The comparative analysis requirement has been in effect since Feb. 10, 2021.

Comparative Analysis Request and Review Process

The final rules also identify the steps the Departments will follow to request and review a plan’s or issuer’s comparative analysis of an NQTL.

  1. A group health plan will have 10 business days to respond to the Department’s request for a plan’s comparative analysis.
  2. If the comparative analysis is insufficient, the group health plan will have an additional 10 business days to resubmit.
  3. If the relevant Department makes an initial noncompliance determination, the group health plan has 45 calendar days to specify the actions it will take to comply and provide additional comparative analysis.
  4. If the Department makes a final determination of noncompliance, the group health plan or issuer must notify all participants, beneficiaries, and enrollees in the plan or coverage not later than seven business days after the noncompliance determination. The final rules provide the content for the notice and require the notice be provided to the applicable Department conducting the review and any relevant service providers and fiduciaries to the group health plan.

Plans and issuers must make a copy of the comparative analysis available upon request to any applicable state authority, or plan participant, beneficiary, or enrollee who has received an adverse benefit determination related to MH/SUD benefits, and to participants and beneficiaries in ERISA plans at any time.

Applicability Dates and Employer Action Items

The final rules generally apply to group health plans on the first day of the first plan year beginning on or after January 1, 2025. However, the meaningful benefits standard, the prohibition on discriminatory factors and evidentiary standards, the relevant data evaluation requirements, and the related requirements in the provisions for comparative analysis apply on the first day of the first plan year beginning on or after January 1, 2026.

**COMPLETE THE FOLLOWING**.
1. Retype word for word the part of the excerpt on comparative analysis starting at "Plans and issuers" and ending at "January 1, 2026.".
2. According to the excerpt on comparative analysis, how soon must a group health plan or issuer notify participants, beneficiaries, and enrollees after a final determination of noncompliance?
3. In the excerpt on comparative analysis, condense the paragraph beginning "The final rules generally apply" into a short bulleted list that keeps its main facts.

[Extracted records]
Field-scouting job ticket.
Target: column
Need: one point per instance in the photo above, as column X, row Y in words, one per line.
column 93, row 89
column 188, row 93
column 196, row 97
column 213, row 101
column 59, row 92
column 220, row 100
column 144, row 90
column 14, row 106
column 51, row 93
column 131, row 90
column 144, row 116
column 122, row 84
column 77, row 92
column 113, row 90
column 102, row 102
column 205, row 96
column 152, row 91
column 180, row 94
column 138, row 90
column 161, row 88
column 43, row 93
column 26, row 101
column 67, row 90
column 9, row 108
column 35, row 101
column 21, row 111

**EXPECTED OUTPUTS**.
1.
Plans and issuers must make a copy of the comparative analysis available upon request to any applicable state authority, or plan participant, beneficiary, or enrollee who has received an adverse benefit determination related to MH/SUD benefits, and to participants and beneficiaries in ERISA plans at any time.

Applicability Dates and Employer Action Items

The final rules generally apply to group health plans on the first day of the first plan year beginning on or after January 1, 2025. However, the meaningful benefits standard, the prohibition on discriminatory factors and evidentiary standards, the relevant data evaluation requirements, and the related requirements in the provisions for comparative analysis apply on the first day of the first plan year beginning on or after January 1, 2026.

2. Not later than seven business days after the noncompliance determination.

3.
- The final rules generally apply to group health plans on the first day of the first plan year beginning on or after January 1, 2025.
- The following apply on the first day of the first plan year beginning on or after January 1, 2026:
  - the meaningful benefits standard
  - the prohibition on discriminatory factors and evidentiary standards
  - the relevant data evaluation requirements
  - the related requirements in the provisions for comparative analysis